§ **Given exercise**:
Write the next part of the passage about Shelby Lynne's album Restless, picking up after its last sentence.

§ **Passage given**:
* * *

Restless is the fifth studio album by Shelby Lynne, released on July 18, 1995 on Magnatone Records, and later re-released on Curb Records. Lynne co-wrote six of the songs on the album. The album is considered the last in a series of efforts for Lynne to attract mainstream country music audiences, this time incorporating elements of western swing.  Lynne did not record another album with a Nashville-based record label until more than a decade later, when she signed with Lost Highway Records.

Reception

Writing for AllMusic, Thom Jurek praised several tracks including "Slow Me Down", "Restless", "Reach for the Rhythm" and "Swingtown" and overall, he described the album as a "slab of swinging-for-the-charts commercial country."

* * *

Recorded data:
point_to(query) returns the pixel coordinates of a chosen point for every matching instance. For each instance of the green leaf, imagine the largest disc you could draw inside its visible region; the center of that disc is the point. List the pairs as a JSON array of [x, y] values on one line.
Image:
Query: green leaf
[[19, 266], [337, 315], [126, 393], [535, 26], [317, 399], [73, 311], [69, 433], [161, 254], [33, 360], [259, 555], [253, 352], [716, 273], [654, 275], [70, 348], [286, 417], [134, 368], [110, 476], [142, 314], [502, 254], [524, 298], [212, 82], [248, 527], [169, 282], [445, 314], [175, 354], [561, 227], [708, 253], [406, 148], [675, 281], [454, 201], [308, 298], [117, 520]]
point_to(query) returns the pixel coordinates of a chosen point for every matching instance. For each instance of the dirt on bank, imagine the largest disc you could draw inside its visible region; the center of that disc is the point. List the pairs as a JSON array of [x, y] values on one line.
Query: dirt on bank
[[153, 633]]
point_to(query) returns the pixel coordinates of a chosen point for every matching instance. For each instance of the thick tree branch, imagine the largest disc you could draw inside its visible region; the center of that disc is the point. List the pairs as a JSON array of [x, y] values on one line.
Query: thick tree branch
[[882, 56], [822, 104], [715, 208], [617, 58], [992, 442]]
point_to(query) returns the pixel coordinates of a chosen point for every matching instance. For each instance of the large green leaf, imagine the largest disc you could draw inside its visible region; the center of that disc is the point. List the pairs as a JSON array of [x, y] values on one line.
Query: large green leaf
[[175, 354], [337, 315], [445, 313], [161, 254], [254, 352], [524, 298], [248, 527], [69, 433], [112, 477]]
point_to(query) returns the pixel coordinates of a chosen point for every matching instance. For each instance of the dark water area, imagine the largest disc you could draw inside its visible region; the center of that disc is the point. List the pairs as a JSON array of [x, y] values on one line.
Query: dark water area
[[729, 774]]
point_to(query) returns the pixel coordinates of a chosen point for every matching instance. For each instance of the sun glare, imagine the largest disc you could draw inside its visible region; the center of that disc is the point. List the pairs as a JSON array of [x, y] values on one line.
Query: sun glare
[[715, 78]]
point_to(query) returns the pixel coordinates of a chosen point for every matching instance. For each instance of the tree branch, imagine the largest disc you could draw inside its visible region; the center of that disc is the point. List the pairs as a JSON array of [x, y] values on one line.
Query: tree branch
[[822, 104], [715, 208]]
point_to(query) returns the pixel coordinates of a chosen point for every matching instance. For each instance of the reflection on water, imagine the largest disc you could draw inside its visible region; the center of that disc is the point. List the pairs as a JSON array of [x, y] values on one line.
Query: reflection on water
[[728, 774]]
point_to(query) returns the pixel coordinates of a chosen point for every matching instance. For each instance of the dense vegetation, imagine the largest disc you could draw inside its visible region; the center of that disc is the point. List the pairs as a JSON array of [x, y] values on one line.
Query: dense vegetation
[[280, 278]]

* * *

§ **Expected answer**:
Track listing
 "Slow Me Down" (Stephanie Davis, Shelby Lynne, Brent Maher) – 3:14
 "Another Chance at Love" (Maher, Allen Shamblin) – 2:25
 "Talkin' to Myself Again" (Jamie O'Hara) – 3:18
 "Restless" (Lynne, Maher, O'Hara) – 3:05
 "Just for the Touch of Your Hand" (Lynne, Maher, O'Hara) – 3:56
 "Hey Now Little Darling" (Lynne, Maher, O'Hara) – 3:02
 "I'm Not the One" (Kent Blazy, Craig Wiseman) – 3:52
 "Reach for the Rhythm" (Lynne, Maher, O'Hara) – 2:20
 "Wish I Knew" (Rod McGaha) – 3:44
 "Swingtown" (Lynne, Maher, O'Hara) – 2:34

Personnel
 Pat Bergeson - harmonica (tracks 5 and 6), electric guitar (tracks 3, 5, 6, 7, 8, and 10), acoustic guitar (tracks 1 and 9)
 J. D. Blair - drums (track 10)
 Paul Franklin - steel guitar (track 9)
 Randy Howard - fiddle (tracks 1, 2, 3, 4, 7, 8, and 10)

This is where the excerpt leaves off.